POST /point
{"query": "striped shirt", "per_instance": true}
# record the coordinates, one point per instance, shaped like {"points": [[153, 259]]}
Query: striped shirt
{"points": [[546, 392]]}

> _WHAT YOU ARE ASKED TO DO_: Restate all of the entries exactly, please.

> _RESPONSE_:
POST /point
{"query": "striped shirt", "per_instance": true}
# record the coordinates, one point per instance, shaped like {"points": [[153, 259]]}
Query: striped shirt
{"points": [[546, 392]]}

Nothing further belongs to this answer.